» **STATED EXERCISE**: Could you turn every line of the rows below into a numbered list, skipping blank lines and leaving the pictures out?

» **DATA FOR THIS EXERCISE**:
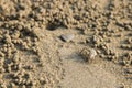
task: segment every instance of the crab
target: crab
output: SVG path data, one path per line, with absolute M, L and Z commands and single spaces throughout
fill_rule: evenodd
M 97 52 L 95 48 L 87 48 L 87 47 L 82 48 L 80 54 L 84 57 L 84 59 L 88 63 L 92 62 L 97 56 Z

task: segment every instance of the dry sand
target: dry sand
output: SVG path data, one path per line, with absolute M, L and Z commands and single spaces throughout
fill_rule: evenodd
M 0 0 L 0 88 L 131 82 L 132 0 Z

» **OUTPUT**:
1. task: segment every instance of the crab
2. target: crab
3. output: SVG path data, one path per line, with absolute M, L and Z commands and single spaces throughout
4. fill_rule: evenodd
5. M 97 52 L 95 48 L 87 48 L 87 47 L 82 48 L 80 54 L 84 57 L 84 59 L 88 63 L 92 62 L 97 56 Z
6. task: segment every instance of the dry sand
7. target: dry sand
8. output: SVG path data, one path per line, with absolute M, L and Z commands and single spaces throughout
9. fill_rule: evenodd
10. M 0 0 L 0 88 L 131 82 L 132 0 Z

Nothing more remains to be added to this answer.